STATED PROBLEM — Please return, word for word, the stretch of the Rucio JupyterLab Extension page that begins at the words containing "The extension is" and stops after "for JupyterLab 3.x.".

DOCUMENT —
Skip to main content

Rucio JupyterLab Extension

Overview

The Rucio JupyterLab Extension integrates Rucio's capabilities directly into JupyterLab, allowing users to browse, search, and access datasets from Rucio instances without leaving their notebook environment.

The extension is composed of:

  • A Python package rucio_jupyterlab for the server extension
  • An NPM package rucio-jupyterlab for the frontend extension

Requirements

  • JupyterLab >= 3.0
  • Rucio Server >= 1.28

Installation

You will need NodeJS to install the extension. For JupyterLab 4.x you will need NodeJS >= 20 and >= 14 for JupyterLab 3.x.

JupyterLab 4.x

pip install rucio-jupyterlab

JupyterLab 3.x

For JupyterLab 3.x, please use the latest supported version.

pip install rucio-jupyterlab==0.10.0

Operation Modes

The extension supports two distinct operation modes, which determine how files are made available to users.

Replica Mode

In this mode, files are transferred by Rucio to a storage mounted to the JupyterLab server. This is the recommended mode for shared environments.

Requirements:

  • At least one Rucio instance

  • A storage system attached to the JupyterLab installation via FUSE (Filesystem in Userspace):

    • The storage must be mounted on the host machine or Kubernetes nodes where JupyterLab pods run
    • Common FUSE implementations include:
      • EOS: CERN's disk-based storage system (via eos fuse mount)
      • CephFS: Distributed filesystem (via ceph-fuse)
      • XRootD: High-performance data access protocol (via xrootdfs)
    • The mounted storage must be registered as a Rucio Storage Element (RSE) in your Rucio instance
    • Should be shared among multiple users with read permissions for all users
    • It's recommended that quotas be disabled, as the extension does not handle quota errors gracefully

    For mounting examples, see the ESCAPE VRE infrastructure documentation

Configuration Parameters:

  • destination_rse: The name of the Rucio Storage Element mounted to the JupyterLab server
  • rse_mount_path: The base path where the RSE is mounted
  • path_begins_at: Index indicating which part of the PFN should be appended to the mount path (defaults to 0)
  • replication_rule_lifetime_days: Optional lifetime for replication rules in days

Download Mode

In this mode, the extension downloads files directly to the user's home directory or another local storage location. This mode is useful when your JupyterLab installation does not have a Rucio Storage Element (RSE) mounted.

Requirements:

  • At least one Rucio instance
  • Network access to Rucio Storage Elements (RSE) from the notebook server to download files
  • Sufficient local storage space available in the user directory for downloaded files

Configuration

The extension can be configured locally or remotely via a JSON configuration file.

DATA ROWS —

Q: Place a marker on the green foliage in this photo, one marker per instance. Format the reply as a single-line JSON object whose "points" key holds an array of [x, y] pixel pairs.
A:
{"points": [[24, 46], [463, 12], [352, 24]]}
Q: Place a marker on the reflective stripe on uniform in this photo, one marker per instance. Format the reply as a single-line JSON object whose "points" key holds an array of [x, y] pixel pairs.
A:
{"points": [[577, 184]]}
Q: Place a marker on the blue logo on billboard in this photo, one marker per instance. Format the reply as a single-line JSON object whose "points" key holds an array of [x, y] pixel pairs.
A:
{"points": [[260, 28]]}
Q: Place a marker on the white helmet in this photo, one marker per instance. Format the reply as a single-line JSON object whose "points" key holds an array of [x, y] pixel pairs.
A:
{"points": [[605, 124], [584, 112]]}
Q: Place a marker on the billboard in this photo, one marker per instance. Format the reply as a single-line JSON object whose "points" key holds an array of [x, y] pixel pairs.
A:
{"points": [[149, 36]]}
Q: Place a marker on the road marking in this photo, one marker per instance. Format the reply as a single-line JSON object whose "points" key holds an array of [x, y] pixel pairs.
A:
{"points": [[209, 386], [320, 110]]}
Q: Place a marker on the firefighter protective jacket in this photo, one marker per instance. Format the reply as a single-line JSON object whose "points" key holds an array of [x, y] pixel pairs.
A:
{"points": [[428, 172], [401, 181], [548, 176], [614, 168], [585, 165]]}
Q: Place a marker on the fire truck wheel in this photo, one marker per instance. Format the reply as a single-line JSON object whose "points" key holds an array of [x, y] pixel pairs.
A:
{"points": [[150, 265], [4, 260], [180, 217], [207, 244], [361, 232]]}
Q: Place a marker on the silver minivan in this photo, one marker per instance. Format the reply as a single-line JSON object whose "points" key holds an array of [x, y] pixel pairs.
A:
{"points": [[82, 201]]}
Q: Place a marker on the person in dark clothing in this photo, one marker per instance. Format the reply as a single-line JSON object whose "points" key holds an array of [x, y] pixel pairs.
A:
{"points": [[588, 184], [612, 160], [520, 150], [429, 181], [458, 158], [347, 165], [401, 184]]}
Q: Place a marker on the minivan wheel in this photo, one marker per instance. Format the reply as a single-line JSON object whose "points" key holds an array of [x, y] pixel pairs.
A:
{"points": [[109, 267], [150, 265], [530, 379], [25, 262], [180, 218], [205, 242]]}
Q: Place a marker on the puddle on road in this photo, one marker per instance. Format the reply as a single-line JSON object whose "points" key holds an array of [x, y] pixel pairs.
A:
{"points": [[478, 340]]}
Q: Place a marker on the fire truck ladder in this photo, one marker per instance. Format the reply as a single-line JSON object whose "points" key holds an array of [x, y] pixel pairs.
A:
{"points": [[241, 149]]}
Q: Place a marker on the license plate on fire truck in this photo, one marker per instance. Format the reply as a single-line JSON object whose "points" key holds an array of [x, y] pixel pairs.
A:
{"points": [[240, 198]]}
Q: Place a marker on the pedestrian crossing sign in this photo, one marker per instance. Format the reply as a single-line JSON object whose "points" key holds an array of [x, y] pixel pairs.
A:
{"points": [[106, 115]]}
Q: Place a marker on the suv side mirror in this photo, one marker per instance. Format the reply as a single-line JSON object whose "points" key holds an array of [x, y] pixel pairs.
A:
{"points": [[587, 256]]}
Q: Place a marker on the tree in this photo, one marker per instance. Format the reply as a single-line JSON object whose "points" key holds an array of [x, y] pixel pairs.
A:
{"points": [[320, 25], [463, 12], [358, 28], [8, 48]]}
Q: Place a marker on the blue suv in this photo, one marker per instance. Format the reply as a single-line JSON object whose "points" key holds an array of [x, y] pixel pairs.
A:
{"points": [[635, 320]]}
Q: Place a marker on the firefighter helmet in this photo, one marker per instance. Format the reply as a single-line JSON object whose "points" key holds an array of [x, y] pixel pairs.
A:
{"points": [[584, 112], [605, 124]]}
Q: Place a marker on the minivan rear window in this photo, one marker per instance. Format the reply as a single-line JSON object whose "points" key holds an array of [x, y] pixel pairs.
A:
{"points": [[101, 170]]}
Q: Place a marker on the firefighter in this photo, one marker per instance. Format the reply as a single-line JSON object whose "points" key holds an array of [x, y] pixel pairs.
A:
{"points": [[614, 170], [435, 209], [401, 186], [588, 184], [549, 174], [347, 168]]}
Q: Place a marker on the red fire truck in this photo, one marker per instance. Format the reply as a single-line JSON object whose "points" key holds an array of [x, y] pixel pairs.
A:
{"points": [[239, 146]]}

PROBLEM SOLUTION —
The extension is composed of:

  • A Python package rucio_jupyterlab for the server extension
  • An NPM package rucio-jupyterlab for the frontend extension

Requirements

  • JupyterLab >= 3.0
  • Rucio Server >= 1.28

Installation

You will need NodeJS to install the extension. For JupyterLab 4.x you will need NodeJS >= 20 and >= 14 for JupyterLab 3.x.